__YOUR TASKS__
1) Answer these questions from the account of Joshua's eye injury:
(a) To which hospital's A&E did the school's matron recommend taking Joshua?
(b) How long did Joshua's parents wait before hearing that the operation had succeeded?
(c) To which charity did Joshua and his parents donate £1,700?
2) In the account of Joshua's eye injury, recast the paragraph beginning "There was indeed something gravely wrong" as a short bulleted list that keeps its main facts.
3) Set down the account of Joshua's eye injury from "Joshua’s lucky escape" up to and including "he looked round.".

START EXTRACT

Joshua’s lucky escape
Sight-saving operation after pencil catapults into his eye. Berkshire parents raise £1,700 from swimathon for charity.
One lesson for nine-year old Berkshire schoolboy, Joshua Streak, turned into a nightmare. In December 2012, Joshua was busy completing his work, when the boy sitting next to him, who had been playing around with a pencil and elastic band, accidently catapulted the sharp pencil into Joshua’s eye as he looked round.
Realising something could be seriously amiss with Joshua’s eye, the school’s matron telephoned the young boy’s mother, Mrs Tracey Streak, and recommended that she take her son to the West Berkshire Community Hospital A&E as soon as possible.
There was indeed something gravely wrong with Joshua. The hospital doctor found a piece of pencil lead stuck in the boy’s left eye. Joshua was now a major emergency who needed urgent, specialist help. Joshua was rushed to Reading’s Royal Berkshire Hospital where its ophthalmic surgeon, Mr Ahmed El-Amir, director of The Berkshire Eye Clinic and The Harley Street Eye Clinic, was called in to help.
Mr El-Amir operated as soon as possible. The surgeon had to conduct a complex operation involving micro-incision vitrectomy surgery and repair of the wound.
Joshua’s worried parents had to wait two hours before hearing the good news that the operation had been a success, but it would be some time before they would know if any permanent damage had been caused.
According to Mrs Streak: “After operating on Joshua, Mr El-Amir informed me that the pencil lead had penetrated the white of Joshua’s eye. A few millimetres further towards the iris and he could have been blinded in that eye.”
After several visits in 2014 to Mr El-Amir’s clinic to check on Joshua’s eye, he was given the wonderful news that his sight had not been impaired and he could be discharged.
Joshua and his grateful parents raised money by organising a swimathon and donated £1,700 to The Berkshire Eye Clinic’s charity, the Retinal Children’s Fund which it set up to support eye care for children. The fund is currently aiding efforts to raise a further £25,000 to buy a new Retcam machine for the Special Care Baby Unit at Heatherwood & Wexham Park Hospital, Frimley Health NHS Foundation Trust in Berkshire.

END EXTRACT
START DATA EXTRACTS

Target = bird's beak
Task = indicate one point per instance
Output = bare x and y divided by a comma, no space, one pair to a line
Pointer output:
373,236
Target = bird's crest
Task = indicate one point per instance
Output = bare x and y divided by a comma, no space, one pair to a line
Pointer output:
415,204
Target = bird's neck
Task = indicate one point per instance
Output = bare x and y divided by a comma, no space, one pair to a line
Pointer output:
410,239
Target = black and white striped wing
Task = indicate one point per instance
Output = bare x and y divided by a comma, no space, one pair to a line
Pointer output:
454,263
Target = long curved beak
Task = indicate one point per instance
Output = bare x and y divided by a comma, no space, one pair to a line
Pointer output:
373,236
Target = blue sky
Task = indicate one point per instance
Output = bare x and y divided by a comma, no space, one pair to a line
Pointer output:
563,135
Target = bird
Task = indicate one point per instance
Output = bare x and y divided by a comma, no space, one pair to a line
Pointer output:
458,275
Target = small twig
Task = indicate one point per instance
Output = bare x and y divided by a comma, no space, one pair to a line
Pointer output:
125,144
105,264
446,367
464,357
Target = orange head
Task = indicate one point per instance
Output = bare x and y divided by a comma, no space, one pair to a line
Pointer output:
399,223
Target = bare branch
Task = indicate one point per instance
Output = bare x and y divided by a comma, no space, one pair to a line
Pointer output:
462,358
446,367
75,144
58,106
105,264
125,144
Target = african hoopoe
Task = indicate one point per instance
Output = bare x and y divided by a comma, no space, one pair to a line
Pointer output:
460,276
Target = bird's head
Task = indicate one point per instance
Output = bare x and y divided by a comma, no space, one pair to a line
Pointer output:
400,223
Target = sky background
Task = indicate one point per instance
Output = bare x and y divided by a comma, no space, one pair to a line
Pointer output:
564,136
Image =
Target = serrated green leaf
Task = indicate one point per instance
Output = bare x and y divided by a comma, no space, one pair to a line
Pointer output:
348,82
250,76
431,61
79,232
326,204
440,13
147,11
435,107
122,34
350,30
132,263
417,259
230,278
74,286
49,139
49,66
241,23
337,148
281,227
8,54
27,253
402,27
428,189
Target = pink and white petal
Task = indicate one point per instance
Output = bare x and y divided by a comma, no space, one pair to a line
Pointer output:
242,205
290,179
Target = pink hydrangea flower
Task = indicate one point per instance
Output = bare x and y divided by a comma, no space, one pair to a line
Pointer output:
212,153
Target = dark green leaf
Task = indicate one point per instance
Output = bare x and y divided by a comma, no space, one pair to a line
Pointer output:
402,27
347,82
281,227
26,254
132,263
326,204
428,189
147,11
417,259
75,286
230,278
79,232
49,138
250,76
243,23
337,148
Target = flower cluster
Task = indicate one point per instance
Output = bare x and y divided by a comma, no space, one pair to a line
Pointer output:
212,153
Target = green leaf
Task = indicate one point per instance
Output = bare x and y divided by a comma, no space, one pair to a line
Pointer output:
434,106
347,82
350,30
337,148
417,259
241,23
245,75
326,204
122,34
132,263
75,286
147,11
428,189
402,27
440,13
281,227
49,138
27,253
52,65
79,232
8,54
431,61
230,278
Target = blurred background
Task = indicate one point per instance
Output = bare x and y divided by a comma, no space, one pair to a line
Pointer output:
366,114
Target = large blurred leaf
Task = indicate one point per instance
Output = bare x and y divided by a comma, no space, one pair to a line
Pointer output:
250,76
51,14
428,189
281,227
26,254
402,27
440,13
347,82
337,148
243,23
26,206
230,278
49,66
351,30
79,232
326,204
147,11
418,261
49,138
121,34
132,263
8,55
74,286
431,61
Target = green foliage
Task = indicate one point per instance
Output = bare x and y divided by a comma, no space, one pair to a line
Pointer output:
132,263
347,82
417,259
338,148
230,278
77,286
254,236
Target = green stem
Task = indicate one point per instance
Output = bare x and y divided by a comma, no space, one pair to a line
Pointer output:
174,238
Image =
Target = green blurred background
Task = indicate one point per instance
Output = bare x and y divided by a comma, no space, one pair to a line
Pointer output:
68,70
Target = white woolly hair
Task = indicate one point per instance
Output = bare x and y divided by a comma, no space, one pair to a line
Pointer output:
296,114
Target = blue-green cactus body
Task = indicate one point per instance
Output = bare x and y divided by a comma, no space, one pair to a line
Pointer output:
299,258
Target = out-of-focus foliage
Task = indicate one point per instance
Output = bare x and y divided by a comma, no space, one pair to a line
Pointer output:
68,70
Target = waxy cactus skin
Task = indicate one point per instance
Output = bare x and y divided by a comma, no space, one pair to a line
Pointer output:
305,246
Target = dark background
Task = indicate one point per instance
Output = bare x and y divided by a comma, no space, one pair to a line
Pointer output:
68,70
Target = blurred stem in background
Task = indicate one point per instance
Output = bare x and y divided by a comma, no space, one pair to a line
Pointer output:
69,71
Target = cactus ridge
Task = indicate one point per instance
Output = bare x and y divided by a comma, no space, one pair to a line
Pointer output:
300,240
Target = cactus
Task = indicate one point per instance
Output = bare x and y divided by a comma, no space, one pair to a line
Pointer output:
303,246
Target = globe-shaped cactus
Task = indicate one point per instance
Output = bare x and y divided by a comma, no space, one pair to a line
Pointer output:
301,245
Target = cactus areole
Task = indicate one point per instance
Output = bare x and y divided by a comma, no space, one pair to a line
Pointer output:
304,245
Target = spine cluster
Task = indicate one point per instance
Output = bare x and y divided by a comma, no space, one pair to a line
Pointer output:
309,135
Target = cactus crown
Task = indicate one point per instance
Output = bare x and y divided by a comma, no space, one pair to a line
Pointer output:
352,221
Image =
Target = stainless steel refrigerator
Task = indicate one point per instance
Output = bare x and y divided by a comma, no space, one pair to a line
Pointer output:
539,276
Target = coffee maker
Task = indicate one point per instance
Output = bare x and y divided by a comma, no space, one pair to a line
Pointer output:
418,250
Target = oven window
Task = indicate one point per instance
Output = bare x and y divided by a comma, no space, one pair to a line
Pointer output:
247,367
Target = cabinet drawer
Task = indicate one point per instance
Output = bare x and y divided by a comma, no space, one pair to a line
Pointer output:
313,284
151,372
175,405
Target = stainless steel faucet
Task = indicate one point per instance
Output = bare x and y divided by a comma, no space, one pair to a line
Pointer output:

END DATA EXTRACTS

__RESPONSES FOR EACH TASK__
1)
(a) West Berkshire Community Hospital
(b) Two hours
(c) The Retinal Children's Fund, The Berkshire Eye Clinic's charity

2)
- A hospital doctor found a piece of pencil lead stuck in Joshua's left eye.
- Joshua became a major emergency needing urgent, specialist help.
- He was rushed to Reading's Royal Berkshire Hospital.
- Ophthalmic surgeon Mr Ahmed El-Amir was called in. He is director of The Berkshire Eye Clinic and The Harley Street Eye Clinic.

3)
Joshua’s lucky escape
Sight-saving operation after pencil catapults into his eye. Berkshire parents raise £1,700 from swimathon for charity.
One lesson for nine-year old Berkshire schoolboy, Joshua Streak, turned into a nightmare. In December 2012, Joshua was busy completing his work, when the boy sitting next to him, who had been playing around with a pencil and elastic band, accidently catapulted the sharp pencil into Joshua’s eye as he looked round.